Copy, exactly and without additions, every line in the records below from the one holding "the white towel" through the one holding "The component shall return one point per instance of the bare", both ends included.

DATA TO EXAMINE:
*-*-*

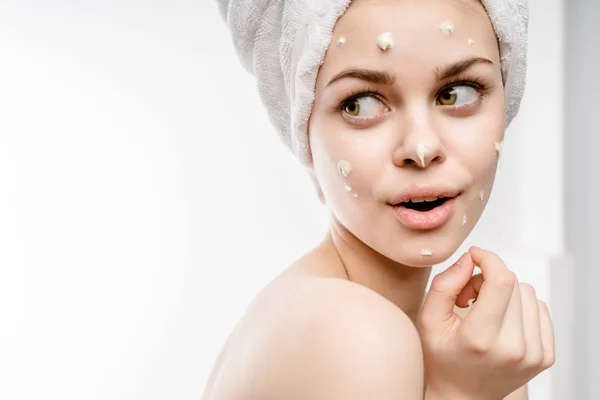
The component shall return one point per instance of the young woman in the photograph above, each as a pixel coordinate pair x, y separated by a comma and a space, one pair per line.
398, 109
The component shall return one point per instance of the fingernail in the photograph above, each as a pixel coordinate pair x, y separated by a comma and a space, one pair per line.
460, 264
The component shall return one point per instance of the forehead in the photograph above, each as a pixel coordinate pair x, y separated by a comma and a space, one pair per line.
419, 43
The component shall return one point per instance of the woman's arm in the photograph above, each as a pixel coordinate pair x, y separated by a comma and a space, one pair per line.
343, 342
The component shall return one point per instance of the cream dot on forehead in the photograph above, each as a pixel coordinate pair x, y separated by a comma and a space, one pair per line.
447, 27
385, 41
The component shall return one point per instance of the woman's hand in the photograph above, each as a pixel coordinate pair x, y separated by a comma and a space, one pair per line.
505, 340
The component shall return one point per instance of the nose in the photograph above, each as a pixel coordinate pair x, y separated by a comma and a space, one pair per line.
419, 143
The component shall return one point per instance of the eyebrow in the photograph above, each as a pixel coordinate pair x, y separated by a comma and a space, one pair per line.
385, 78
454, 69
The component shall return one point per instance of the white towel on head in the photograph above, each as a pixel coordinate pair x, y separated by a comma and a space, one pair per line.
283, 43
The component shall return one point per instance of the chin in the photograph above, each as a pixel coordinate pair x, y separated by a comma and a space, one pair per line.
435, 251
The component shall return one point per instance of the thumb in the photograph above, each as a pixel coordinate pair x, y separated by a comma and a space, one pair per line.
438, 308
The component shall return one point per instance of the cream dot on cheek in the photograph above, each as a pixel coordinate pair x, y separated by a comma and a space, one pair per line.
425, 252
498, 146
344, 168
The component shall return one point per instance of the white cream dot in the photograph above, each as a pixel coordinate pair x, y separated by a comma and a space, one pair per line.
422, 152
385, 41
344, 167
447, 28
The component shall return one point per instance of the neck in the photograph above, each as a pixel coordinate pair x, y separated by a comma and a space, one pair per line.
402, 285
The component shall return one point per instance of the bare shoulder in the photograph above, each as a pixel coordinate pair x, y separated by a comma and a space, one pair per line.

*-*-*

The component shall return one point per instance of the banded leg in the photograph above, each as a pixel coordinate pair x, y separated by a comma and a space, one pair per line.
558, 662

*-*-*

FINISHED EXERCISE:
The component shall return one point per instance of the white towel on head in the photograph above, each as a pixel coordinate pair x, y separated by a comma and a space, one pair per line.
283, 43
The component shall return one point per instance of the chin in the photograph above, each as a pixel coordinate pair x, y separated by a comma and a space, one pair per line.
435, 251
The component shall return one point per instance of the thumb in the photograph above, each as a pixel coordinate pair x, y separated by a comma and a space, one pair per line.
438, 308
The component shall return one point per instance of the cream dot on cheek in the photograph above, each as a pixel coordinate pair x, y separated by a comma and a space, one pair per line.
425, 252
498, 146
344, 168
The component shall return one point per instance of the white cream dot in the photograph above, each as a pixel coordinate pair x, y separated by a comma and a space, one pair per line.
422, 152
385, 41
344, 167
447, 28
The component shall return one point per instance of the neck in the photograph above, each as a pixel coordinate pair x, y separated by a comma and a space, one pair per line.
402, 285
The component shall return one point per instance of the bare shoulder in the photograph above, each as a pixel coordinate pair x, y separated by a comma and a space, one pair per line.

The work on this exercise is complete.